Читаем Избранные речи полностью

Никто не сказал здесь, чтобы покойный Максименко унижался до нанесения побоев жене своей. Брат Антонин не допускает этого. Он никогда от брата не слыхал жалоб на неверность жены. Левитскому везет и в этом отношении: ему расточает жалобы покойный на жену, при нем идет потасовка – муж учит жену уму-разуму.

Правда, не все то, что рассказывал здесь Левитский, рассказано им и на предварительном следствии. Но никто, кроме него, не давал такого оригинального объяснения причин противоречия. Обыкновенно свидетель или забыл, что говорено прежде, если прежнее, по напоминании, ему кажется вероятнее позднего показания; или свидетель настаивает на позднем показании, утверждая, что следователь его не понял и он подписал неверно воспроизведенное показание. Но у Левитского – все особенное; он писал показание собственноручно, и, видите ли, оно, по его словам, оттого и неверно, что он сам писал его.

Приняв во внимание, что он – свояк потерпевшему, а главное, что он уже очень счастлив в умении появляться на место свидетельствуемых событий, я не могу его признать столь же достоверным, сколь он счастлив. Уж эти счастливые свидетели! Отворят двери, – видят сцену неверности жены; уронят перчатку и нагнутся поднять ее – и в то же время в щелку замка заметят повод к разводу со стороны мужа. В консисторских производствах эти счастливцы давно известны и составляют больное место бракоразводного процесса. Не думаю, чтобы они упрочились на суде состязательном.

Устранив это показание, мы о всей панфиловской истории имеем от Антонина Максименко только одно, конечно, верное сведение. Брат ему ничего подобного сказанному Левитским не передавал, а жаловался на Панфилова, что он ведет себя неприлично (Панфилов пил), и спрашивал Антонина, может ли он выгнать его из дому, если не хочет принимать.

Итак, до 1888 года, вопреки мнению обвинения, жизнь супругов Максименко не только не хуже жизни обычного, средней руки и среднего счастья семейства, но дает нам достаточный запас данных утверждать, что взаимная привязанность у них все крепла, что не было никаких причин для размолвки, что не было ни резких уклонений от супружеского долга у жены, не было никаких черт в характере мужа, обещавших в будущем строгого деспотичного домовладыку.

А вы забыли, скажут мне, что в одном из писем подсудимой, вами здесь принятом как доказательство, есть указание на то, что супруг стеснял жену, не позволяя ей распорядиться покупкой башмаков и платья, так что она выпрашивает у него позволение купить себе то и другое, указывая, что иначе ей не в чем ходить.

Такое указание в письме есть. Оно писано перед праздником Пасхи, когда муж замешкался приездом домой. В связи с теми показаниями, какие давали здесь родные подсудимой о том, что она ни в чем недостатка не терпела, что касса торгового дома не была замкнута для вдовы и ее дочери, что Максименко не запрещал выдавать доходы своей жене и не заявлял на них своего права, а равно в связи с показаниями родни покойного, что он не был ни тираном, ни алчным, а скорее тяготился тещей и был уступчив, я считаю себя вправе истолковать это место в письме согласно с общим тоном жизни супругов.

**Задание**
Отредактируйте фрагмент речи: приведите его заново, начиная со слов «Итак, до 1888» и далее вплоть до слов «в чем ходить.», заменив «башмаков» на «туфель». Список данных взят из другого источника.

[Список данных]

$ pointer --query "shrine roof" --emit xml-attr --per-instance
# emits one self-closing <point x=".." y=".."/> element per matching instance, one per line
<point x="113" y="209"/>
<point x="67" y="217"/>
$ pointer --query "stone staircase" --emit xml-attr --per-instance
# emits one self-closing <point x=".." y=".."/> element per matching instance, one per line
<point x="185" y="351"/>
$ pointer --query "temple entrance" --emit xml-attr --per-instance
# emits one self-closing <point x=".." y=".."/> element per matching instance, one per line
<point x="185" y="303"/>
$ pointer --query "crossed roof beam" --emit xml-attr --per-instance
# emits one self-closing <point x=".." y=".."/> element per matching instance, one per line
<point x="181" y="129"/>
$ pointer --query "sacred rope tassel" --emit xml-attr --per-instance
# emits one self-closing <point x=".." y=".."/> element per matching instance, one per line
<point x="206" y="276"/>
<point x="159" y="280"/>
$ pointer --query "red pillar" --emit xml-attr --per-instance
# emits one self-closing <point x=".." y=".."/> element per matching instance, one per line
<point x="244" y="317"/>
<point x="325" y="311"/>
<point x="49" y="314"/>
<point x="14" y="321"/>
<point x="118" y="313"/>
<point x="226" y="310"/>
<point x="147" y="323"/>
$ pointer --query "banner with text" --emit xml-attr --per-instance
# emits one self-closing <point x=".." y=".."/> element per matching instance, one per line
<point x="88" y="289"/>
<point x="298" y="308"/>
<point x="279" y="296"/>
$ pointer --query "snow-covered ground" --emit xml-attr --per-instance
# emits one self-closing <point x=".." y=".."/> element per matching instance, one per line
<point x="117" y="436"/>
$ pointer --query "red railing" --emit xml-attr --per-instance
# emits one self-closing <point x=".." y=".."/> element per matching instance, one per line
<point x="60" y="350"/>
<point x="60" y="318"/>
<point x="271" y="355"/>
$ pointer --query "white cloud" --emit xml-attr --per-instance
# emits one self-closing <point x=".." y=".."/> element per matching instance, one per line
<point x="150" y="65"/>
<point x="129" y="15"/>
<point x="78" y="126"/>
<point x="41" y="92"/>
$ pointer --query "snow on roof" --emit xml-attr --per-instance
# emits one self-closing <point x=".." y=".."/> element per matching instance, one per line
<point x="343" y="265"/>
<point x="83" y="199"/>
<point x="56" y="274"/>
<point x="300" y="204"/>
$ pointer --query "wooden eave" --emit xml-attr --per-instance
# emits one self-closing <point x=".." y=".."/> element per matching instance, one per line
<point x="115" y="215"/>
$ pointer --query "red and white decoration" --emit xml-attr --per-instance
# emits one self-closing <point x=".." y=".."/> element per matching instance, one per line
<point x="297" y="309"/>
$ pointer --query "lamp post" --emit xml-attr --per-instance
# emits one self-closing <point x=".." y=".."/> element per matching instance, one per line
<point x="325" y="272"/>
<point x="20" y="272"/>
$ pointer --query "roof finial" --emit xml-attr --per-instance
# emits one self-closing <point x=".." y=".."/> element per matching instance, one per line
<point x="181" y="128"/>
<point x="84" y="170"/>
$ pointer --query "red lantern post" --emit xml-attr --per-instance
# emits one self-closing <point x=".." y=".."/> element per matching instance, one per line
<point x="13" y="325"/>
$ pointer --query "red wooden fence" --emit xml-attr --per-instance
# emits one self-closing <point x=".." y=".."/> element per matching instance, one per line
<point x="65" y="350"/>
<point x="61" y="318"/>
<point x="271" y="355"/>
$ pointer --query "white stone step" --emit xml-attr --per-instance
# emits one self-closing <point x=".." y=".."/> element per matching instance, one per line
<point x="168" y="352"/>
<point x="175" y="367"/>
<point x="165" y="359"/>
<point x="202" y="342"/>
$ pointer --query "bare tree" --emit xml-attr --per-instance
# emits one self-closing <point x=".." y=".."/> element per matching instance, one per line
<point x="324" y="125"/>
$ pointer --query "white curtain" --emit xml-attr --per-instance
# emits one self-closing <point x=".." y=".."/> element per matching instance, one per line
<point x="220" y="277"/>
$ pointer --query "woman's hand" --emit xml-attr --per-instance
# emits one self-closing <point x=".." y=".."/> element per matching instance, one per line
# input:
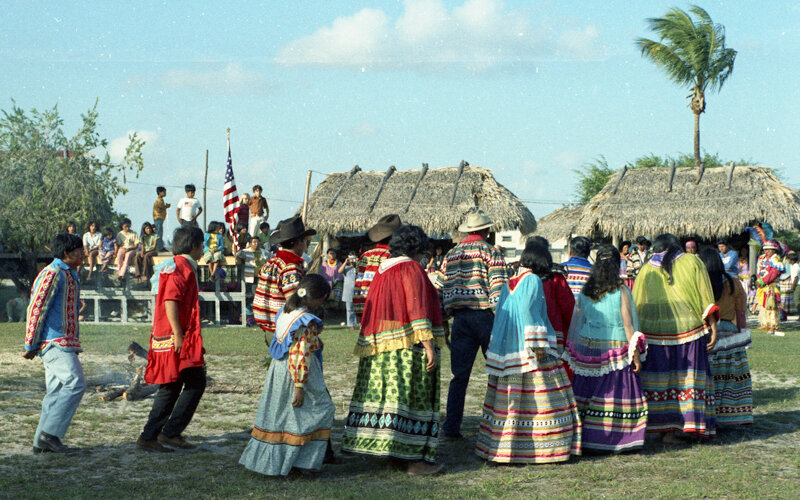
<point x="299" y="396"/>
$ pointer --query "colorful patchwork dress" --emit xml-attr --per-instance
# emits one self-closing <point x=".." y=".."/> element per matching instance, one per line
<point x="395" y="406"/>
<point x="602" y="340"/>
<point x="733" y="388"/>
<point x="529" y="413"/>
<point x="285" y="437"/>
<point x="676" y="376"/>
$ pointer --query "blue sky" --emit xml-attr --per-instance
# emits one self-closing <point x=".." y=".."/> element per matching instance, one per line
<point x="531" y="90"/>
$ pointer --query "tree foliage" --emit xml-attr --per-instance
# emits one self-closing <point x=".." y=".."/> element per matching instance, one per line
<point x="49" y="178"/>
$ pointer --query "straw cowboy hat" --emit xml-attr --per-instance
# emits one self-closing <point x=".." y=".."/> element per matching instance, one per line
<point x="384" y="227"/>
<point x="475" y="221"/>
<point x="290" y="229"/>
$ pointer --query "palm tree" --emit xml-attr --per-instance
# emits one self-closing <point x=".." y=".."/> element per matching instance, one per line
<point x="693" y="54"/>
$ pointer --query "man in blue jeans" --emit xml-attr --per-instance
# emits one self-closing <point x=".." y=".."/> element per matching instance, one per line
<point x="473" y="274"/>
<point x="51" y="333"/>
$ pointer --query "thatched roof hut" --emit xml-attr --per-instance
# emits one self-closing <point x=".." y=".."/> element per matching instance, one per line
<point x="561" y="224"/>
<point x="435" y="199"/>
<point x="656" y="200"/>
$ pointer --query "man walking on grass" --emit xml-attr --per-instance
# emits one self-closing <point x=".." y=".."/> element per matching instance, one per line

**Письменное решение**
Итак, до 1888 года, вопреки мнению обвинения, жизнь супругов Максименко не только не хуже жизни обычного, средней руки и среднего счастья семейства, но дает нам достаточный запас данных утверждать, что взаимная привязанность у них все крепла, что не было никаких причин для размолвки, что не было ни резких уклонений от супружеского долга у жены, не было никаких черт в характере мужа, обещавших в будущем строгого деспотичного домовладыку.

А вы забыли, скажут мне, что в одном из писем подсудимой, вами здесь принятом как доказательство, есть указание на то, что супруг стеснял жену, не позволяя ей распорядиться покупкой туфель и платья, так что она выпрашивает у него позволение купить себе то и другое, указывая, что иначе ей не в чем ходить.